▶ DOCUMENT EXTRACT
--- --- ---
# heat press on cardboard??



## essarr1972 (Oct 31, 2011)

hello everyone...i have a question that maybe someone on here can answer...can you heat press on cardboard??? and if you can or if anyone has done it can you share any info on temp,time,pressure???? thanks in advance...


----------



## BroJames (Jul 8, 2008)

any reason why you want to use heat transfers when you can use stickers?


----------



## essarr1972 (Oct 31, 2011)

reason for me wanting 2 heat press on boxes is because the boxes come in plain white...and i wanted 2 press my logo on em to make em not so boring...


----------



## BroJames (Jul 8, 2008)

you can still use stickers with white or transparent background


----------



## taricp35 (Dec 10, 2008)

I agree stickers will do the job quite nicely, but I am curious of how that would turn out so why not try it and post your results back here to let us know how it went.


----------



## BroJames (Jul 8, 2008)

Yes, I am sure others would like to know too. I would like to know for one. So keep us posted.


----------



## Fenrir (Mar 13, 2012)

Can you just do a stencil and spraypaint it on? If your logo isn't too detailed, you could just cut it out of stencil film. If it _is_ highly detailed or has too many pieces that would "fall out", you could get a silkscreen stencil made and just do a quickie tape-hinge to the side of a box, squeegee it, move it to the next one, and dump it in a bucket of thinner once you're done. Monochrome is fine, even big companies rarely have a full color logo printed on their boxes. If you go through a _lot_ of boxes, you may be better off having them custom made instead of spending the time doing it yourself, though I'm a fan of doing things myself just to learn something new, even if I'm not really saving much as long as it doesn't really hurt my bottom line. If you have your heart set on full color, you could print on labels (either clear or white) and contour-cut them to make them look better. You would then have to test the durability of the label, whether or not it half peels off or the ink rubs off while being tossed around by UP-Ex.
--- --- ---
▶ DATA
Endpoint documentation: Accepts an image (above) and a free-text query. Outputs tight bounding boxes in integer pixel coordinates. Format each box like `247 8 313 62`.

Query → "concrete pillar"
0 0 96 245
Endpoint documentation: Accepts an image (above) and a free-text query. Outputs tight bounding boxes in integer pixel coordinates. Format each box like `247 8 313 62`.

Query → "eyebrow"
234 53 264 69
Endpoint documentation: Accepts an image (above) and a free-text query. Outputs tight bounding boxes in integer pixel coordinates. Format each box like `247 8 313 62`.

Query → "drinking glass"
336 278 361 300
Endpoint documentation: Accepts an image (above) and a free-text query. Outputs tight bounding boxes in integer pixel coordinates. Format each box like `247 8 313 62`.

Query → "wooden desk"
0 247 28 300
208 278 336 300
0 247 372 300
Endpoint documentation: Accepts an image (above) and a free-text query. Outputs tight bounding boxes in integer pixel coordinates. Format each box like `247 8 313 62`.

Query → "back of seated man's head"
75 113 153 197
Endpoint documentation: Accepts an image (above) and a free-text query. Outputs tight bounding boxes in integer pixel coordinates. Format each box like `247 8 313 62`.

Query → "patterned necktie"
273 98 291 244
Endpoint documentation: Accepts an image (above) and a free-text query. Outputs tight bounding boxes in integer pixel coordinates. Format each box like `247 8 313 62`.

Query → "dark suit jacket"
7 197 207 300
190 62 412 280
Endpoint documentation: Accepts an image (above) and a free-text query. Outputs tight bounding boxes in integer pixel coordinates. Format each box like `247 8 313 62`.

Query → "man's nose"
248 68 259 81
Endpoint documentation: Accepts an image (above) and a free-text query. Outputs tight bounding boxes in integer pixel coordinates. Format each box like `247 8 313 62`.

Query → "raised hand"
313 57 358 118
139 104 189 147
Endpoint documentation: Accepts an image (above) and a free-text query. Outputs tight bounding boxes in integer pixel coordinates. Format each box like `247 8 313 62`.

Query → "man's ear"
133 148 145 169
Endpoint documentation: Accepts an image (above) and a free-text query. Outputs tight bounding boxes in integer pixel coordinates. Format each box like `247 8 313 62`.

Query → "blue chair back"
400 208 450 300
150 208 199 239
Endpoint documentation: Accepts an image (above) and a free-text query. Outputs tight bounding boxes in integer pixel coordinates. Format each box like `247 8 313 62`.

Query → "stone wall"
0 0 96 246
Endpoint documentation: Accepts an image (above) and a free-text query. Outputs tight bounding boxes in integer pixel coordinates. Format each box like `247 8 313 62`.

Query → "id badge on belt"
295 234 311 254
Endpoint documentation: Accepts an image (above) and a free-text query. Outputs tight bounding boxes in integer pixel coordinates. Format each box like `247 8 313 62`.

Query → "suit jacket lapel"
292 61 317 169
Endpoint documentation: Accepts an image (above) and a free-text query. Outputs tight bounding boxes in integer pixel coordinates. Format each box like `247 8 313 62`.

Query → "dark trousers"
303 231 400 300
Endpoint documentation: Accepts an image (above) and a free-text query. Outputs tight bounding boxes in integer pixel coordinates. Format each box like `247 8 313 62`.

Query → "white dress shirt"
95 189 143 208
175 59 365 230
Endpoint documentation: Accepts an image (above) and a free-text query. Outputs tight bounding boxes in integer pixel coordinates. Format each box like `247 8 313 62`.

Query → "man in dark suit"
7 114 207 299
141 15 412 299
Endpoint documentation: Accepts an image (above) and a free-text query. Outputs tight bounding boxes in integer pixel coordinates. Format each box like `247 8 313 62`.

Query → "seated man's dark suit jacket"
--- --- ---
▶ WHAT YOU WILL DO
1. Transcribe part of the forum thread on heat pressing cardboard, starting at the words "hello everyone...i have" and stopping after the words "thanks in advance...".
2. Reproduce the records word for word, beginning at the start of the records and stopping after the line that contains "248 68 259 81".
The forum thread and the records were taken from unrelated sources.

▶ ANSWERS FOR THE TASKS
1.
hello everyone...i have a question that maybe someone on here can answer...can you heat press on cardboard??? and if you can or if anyone has done it can you share any info on temp,time,pressure???? thanks in advance...

2.
Endpoint documentation: Accepts an image (above) and a free-text query. Outputs tight bounding boxes in integer pixel coordinates. Format each box like `247 8 313 62`.

Query → "concrete pillar"
0 0 96 245
Endpoint documentation: Accepts an image (above) and a free-text query. Outputs tight bounding boxes in integer pixel coordinates. Format each box like `247 8 313 62`.

Query → "eyebrow"
234 53 264 69
Endpoint documentation: Accepts an image (above) and a free-text query. Outputs tight bounding boxes in integer pixel coordinates. Format each box like `247 8 313 62`.

Query → "drinking glass"
336 278 361 300
Endpoint documentation: Accepts an image (above) and a free-text query. Outputs tight bounding boxes in integer pixel coordinates. Format each box like `247 8 313 62`.

Query → "wooden desk"
0 247 28 300
208 278 336 300
0 247 372 300
Endpoint documentation: Accepts an image (above) and a free-text query. Outputs tight bounding boxes in integer pixel coordinates. Format each box like `247 8 313 62`.

Query → "back of seated man's head"
75 113 153 197
Endpoint documentation: Accepts an image (above) and a free-text query. Outputs tight bounding boxes in integer pixel coordinates. Format each box like `247 8 313 62`.

Query → "patterned necktie"
273 98 291 244
Endpoint documentation: Accepts an image (above) and a free-text query. Outputs tight bounding boxes in integer pixel coordinates. Format each box like `247 8 313 62`.

Query → "dark suit jacket"
7 197 207 300
190 62 412 280
Endpoint documentation: Accepts an image (above) and a free-text query. Outputs tight bounding boxes in integer pixel coordinates. Format each box like `247 8 313 62`.

Query → "man's nose"
248 68 259 81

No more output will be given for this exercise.